- Input:
——
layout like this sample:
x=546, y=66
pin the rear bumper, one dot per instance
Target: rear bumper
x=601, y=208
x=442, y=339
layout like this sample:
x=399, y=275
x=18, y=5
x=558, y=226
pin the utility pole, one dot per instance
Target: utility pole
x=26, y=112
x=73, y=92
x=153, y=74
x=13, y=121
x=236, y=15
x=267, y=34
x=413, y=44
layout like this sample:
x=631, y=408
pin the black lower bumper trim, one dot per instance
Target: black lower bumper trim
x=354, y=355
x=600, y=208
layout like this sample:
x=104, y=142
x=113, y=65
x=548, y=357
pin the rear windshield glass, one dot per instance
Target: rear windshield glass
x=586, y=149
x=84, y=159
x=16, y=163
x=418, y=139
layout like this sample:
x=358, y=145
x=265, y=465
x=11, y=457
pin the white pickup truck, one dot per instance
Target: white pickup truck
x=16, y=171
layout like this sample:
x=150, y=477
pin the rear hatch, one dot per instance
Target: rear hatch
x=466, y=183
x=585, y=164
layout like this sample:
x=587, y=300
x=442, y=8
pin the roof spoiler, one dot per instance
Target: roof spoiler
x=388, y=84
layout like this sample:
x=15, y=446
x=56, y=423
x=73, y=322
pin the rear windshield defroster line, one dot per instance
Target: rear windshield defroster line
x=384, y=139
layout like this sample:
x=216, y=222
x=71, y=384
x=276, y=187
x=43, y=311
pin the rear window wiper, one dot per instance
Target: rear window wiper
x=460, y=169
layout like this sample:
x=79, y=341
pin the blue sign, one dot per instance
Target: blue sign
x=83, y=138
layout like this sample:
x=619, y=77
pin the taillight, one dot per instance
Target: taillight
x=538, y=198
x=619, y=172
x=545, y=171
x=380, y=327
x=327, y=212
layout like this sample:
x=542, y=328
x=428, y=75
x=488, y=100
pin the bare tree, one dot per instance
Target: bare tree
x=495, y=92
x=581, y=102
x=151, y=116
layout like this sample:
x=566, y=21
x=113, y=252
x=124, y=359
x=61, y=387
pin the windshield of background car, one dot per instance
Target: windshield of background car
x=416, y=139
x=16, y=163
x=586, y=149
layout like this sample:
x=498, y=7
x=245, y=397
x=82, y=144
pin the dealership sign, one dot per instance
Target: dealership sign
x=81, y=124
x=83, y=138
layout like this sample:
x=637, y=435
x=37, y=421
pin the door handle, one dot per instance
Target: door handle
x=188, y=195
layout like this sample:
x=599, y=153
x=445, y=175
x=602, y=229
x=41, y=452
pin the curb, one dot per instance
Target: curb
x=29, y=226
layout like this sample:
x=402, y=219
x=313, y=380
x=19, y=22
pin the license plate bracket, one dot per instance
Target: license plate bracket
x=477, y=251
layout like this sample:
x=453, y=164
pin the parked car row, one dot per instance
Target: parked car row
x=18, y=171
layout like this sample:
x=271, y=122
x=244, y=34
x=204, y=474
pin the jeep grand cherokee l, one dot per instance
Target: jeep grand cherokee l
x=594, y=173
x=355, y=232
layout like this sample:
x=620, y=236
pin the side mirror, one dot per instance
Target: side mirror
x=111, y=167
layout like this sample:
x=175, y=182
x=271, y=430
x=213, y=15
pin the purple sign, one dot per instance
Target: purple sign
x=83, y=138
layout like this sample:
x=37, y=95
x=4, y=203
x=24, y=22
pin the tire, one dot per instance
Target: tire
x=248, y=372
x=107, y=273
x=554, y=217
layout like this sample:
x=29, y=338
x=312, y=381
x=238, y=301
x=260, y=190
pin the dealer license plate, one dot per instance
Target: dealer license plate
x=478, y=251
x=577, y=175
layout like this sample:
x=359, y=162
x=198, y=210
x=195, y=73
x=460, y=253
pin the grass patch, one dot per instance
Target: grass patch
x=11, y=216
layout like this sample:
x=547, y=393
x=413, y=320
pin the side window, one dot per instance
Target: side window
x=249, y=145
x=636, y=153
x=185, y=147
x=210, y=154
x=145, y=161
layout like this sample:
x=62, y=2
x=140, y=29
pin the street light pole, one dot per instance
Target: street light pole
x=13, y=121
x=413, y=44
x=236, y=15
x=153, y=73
——
- Written request: Can you copy every one of the lines above word for word, without altering anything?

- Output below:
layout like this sample:
x=546, y=66
pin the rear bumper, one dot per instance
Target: rear bumper
x=601, y=208
x=442, y=339
layout like this sample:
x=399, y=275
x=18, y=5
x=558, y=226
pin the utility pole, one dot per instance
Target: utility pole
x=26, y=112
x=73, y=92
x=153, y=74
x=13, y=121
x=236, y=15
x=267, y=34
x=413, y=44
layout like this sample:
x=631, y=408
pin the black lower bumper trim, one dot per instance
Target: black lower bumper trim
x=354, y=355
x=600, y=208
layout like this sample:
x=104, y=142
x=113, y=65
x=548, y=357
pin the rear windshield glass, one dot per instance
Target: rear windshield glass
x=586, y=149
x=84, y=159
x=16, y=163
x=418, y=139
layout like this sample:
x=358, y=145
x=265, y=465
x=11, y=457
pin the white pickup truck, one dot per instance
Target: white pickup truck
x=16, y=171
layout like this sample:
x=150, y=477
pin the rear hatch, one dot per instance
Target: rear hatch
x=466, y=183
x=585, y=164
layout like this sample:
x=587, y=300
x=442, y=8
pin the roof spoiler, one dot per instance
Target: roof spoiler
x=388, y=84
layout like this sample:
x=15, y=446
x=56, y=423
x=73, y=322
pin the rear windshield defroster line, one dot per instance
Target: rear windshield defroster line
x=384, y=139
layout like this sample:
x=216, y=222
x=71, y=384
x=276, y=187
x=43, y=311
pin the rear window wiper, one dot per instance
Target: rear window wiper
x=460, y=169
layout like this sample:
x=79, y=341
pin the blue sign, one dot per instance
Target: blue sign
x=83, y=138
layout like this sample:
x=619, y=77
pin the taillight, one dot per instance
Target: taillight
x=538, y=198
x=619, y=172
x=545, y=171
x=380, y=327
x=327, y=212
layout like this sample:
x=542, y=328
x=428, y=75
x=488, y=100
pin the bare tree, one dot per instance
Target: bare tree
x=495, y=92
x=581, y=102
x=151, y=116
layout like this sample:
x=566, y=21
x=113, y=252
x=124, y=359
x=61, y=387
pin the windshield of background car, one dot per instance
Target: windshield of background car
x=416, y=139
x=16, y=163
x=586, y=149
layout like this sample:
x=498, y=7
x=245, y=397
x=82, y=144
pin the dealership sign, one dot per instance
Target: dealership sign
x=81, y=124
x=83, y=138
layout like this sample:
x=637, y=435
x=37, y=421
pin the door handle, one dot per instance
Target: door handle
x=188, y=195
layout like this sample:
x=599, y=153
x=445, y=175
x=602, y=229
x=41, y=452
pin the curb, one dot per instance
Target: curb
x=29, y=226
layout like this sample:
x=402, y=219
x=313, y=380
x=19, y=22
pin the license plate bracket, one dot per instance
Target: license plate bracket
x=477, y=251
layout like this sample:
x=453, y=164
pin the parked car row, one dot per instance
Target: parked car row
x=18, y=171
layout like this sample:
x=271, y=122
x=244, y=34
x=204, y=474
pin the jeep grand cherokee l, one dot per instance
Target: jeep grand cherokee l
x=594, y=173
x=355, y=232
layout like this sample:
x=620, y=236
pin the side mirror, one dot per instance
Target: side mirror
x=111, y=167
layout like this sample:
x=175, y=182
x=271, y=430
x=213, y=15
pin the purple sign, one dot per instance
Target: purple sign
x=83, y=138
layout like this sample:
x=37, y=95
x=4, y=203
x=24, y=22
pin the tire, one dot per instance
Target: tire
x=248, y=372
x=107, y=273
x=554, y=217
layout like this sample:
x=29, y=338
x=312, y=381
x=238, y=301
x=260, y=190
pin the dealer license plate, one dot per instance
Target: dealer license plate
x=478, y=251
x=577, y=175
layout like this sample:
x=359, y=162
x=198, y=210
x=195, y=73
x=460, y=253
pin the grass patch, one dot per instance
Target: grass patch
x=11, y=216
layout like this sample:
x=547, y=393
x=413, y=320
pin the side window, one dot per instance
Target: side window
x=249, y=145
x=636, y=153
x=185, y=147
x=210, y=154
x=145, y=161
layout like this sample:
x=62, y=2
x=140, y=29
pin the street light pole, one dot per instance
Target: street light pole
x=13, y=121
x=413, y=44
x=236, y=15
x=153, y=73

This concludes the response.